● TEXT EXCERPT:

Hugging the western edge of Europe from where its endless golden beaches enjoy long, hot summers and temperate winters, Portugal's appeal as a holiday destination shows no sign of abating. Although its ancient and culturally-rich cities retain fascinating remnants of what was once one of Europe's wealthiest and most powerful countries, it's only by taking to its paths, tracks and quiet backroads that the country's true nature is uncovered. From easy coastal paths to thigh-testing mountain tracks, Portugal has it all.
Costa Vicentina & The Algarve
Beyond the popular tourist developments lie mile upon mile of glorious sandy beaches backed by towering cliffs; a green interior of forested hills and whitewashed villages, and historic towns whose Moorish trophies shine against a seemingly perpetual cobalt sky.
The walking: Comfortable walking on coastal paths dominates, taking in infinite ocean views, secluded coves and quaint fishing villages. Inland, on the forested paths and tracks of Monchique, the walking is more challenging and the landscape is a tapestry of cork oaks, wild flowers and scented cistus.

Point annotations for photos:

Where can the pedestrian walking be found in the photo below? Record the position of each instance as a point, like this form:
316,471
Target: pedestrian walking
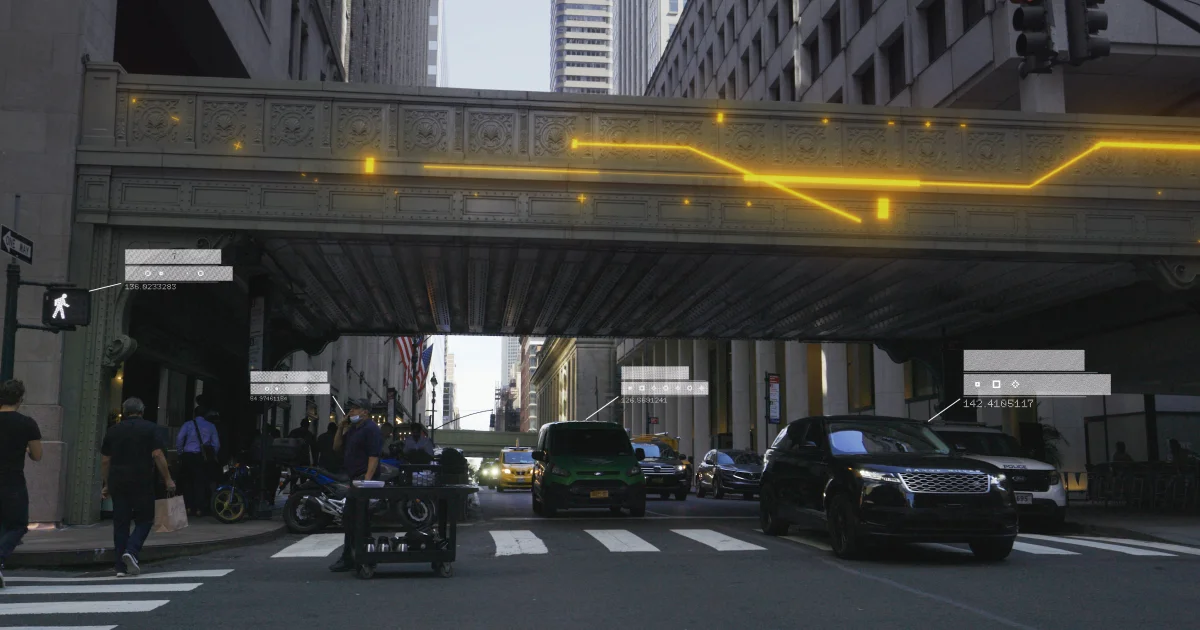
361,442
131,453
19,437
198,445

● REQUIREMENT 1: In the text on walking in Portugal, which trees form part of the landscape on Monchique's forested paths?
● REQUIREMENT 2: Summarize the text on walking in Portugal in two sentences.

● COMPLETE OUTPUT 1: Cork oaks.

● COMPLETE OUTPUT 2: Portugal remains an appealing holiday destination, but its true nature is uncovered by walking its paths, tracks and quiet backroads, which range from easy coastal routes to thigh-testing mountain tracks. On the Costa Vicentina and in the Algarve, comfortable coastal paths offer ocean views, secluded coves and fishing villages, while inland the forested paths of Monchique are more challenging.